### WORK TO BE COMPLETED
Which lines in the material below contain the word "table"? Return each of them in full.

### WORKING DATA
┏━━
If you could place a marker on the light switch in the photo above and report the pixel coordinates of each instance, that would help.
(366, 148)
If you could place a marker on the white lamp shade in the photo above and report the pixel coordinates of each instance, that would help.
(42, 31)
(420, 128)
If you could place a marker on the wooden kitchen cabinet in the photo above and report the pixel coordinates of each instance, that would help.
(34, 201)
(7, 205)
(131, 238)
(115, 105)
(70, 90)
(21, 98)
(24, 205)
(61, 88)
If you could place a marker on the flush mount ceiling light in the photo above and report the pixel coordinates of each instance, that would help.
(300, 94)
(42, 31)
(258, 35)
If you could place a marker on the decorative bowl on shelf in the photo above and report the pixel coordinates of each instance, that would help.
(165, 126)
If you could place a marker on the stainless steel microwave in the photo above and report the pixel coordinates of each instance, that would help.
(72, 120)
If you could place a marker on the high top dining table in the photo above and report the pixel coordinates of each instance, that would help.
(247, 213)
┗━━
┏━━
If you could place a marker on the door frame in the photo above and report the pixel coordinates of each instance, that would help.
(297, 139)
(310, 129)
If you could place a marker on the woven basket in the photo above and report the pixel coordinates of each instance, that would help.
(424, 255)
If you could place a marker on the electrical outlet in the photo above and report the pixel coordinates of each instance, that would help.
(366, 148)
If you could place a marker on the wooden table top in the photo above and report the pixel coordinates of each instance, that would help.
┗━━
┏━━
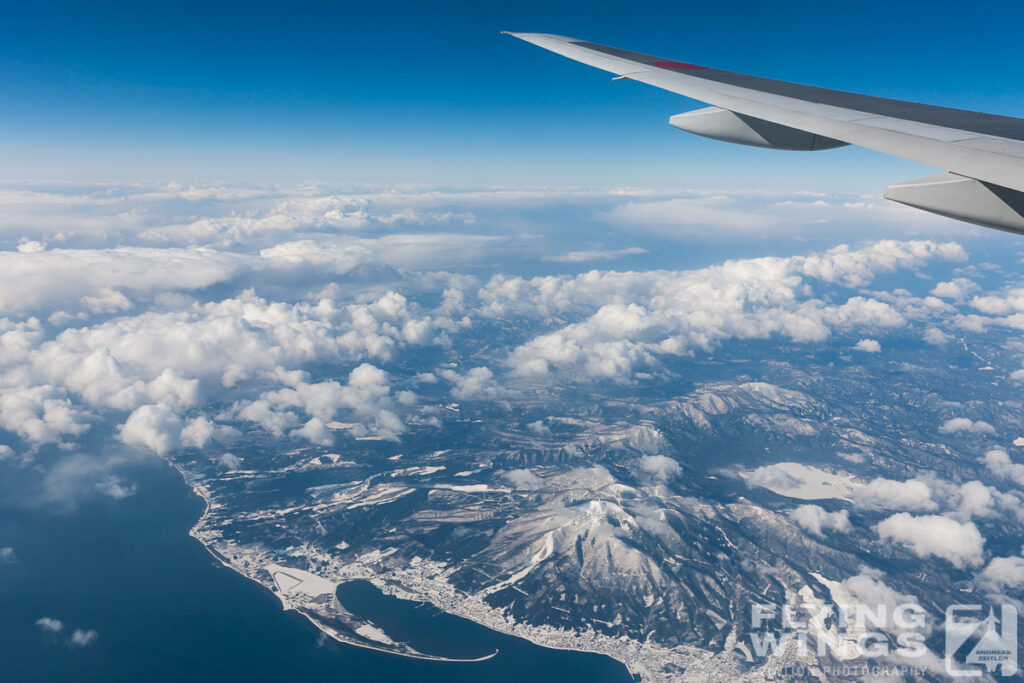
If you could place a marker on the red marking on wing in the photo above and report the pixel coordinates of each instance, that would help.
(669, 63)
┗━━
### THE RESPONSE
If you could place a marker on the high top dining table in the photo above and report the pixel coordinates of each instance, that would help.
If you could place a marker on the wooden table top in the photo above and report the pixel coordinates of each instance, that would help.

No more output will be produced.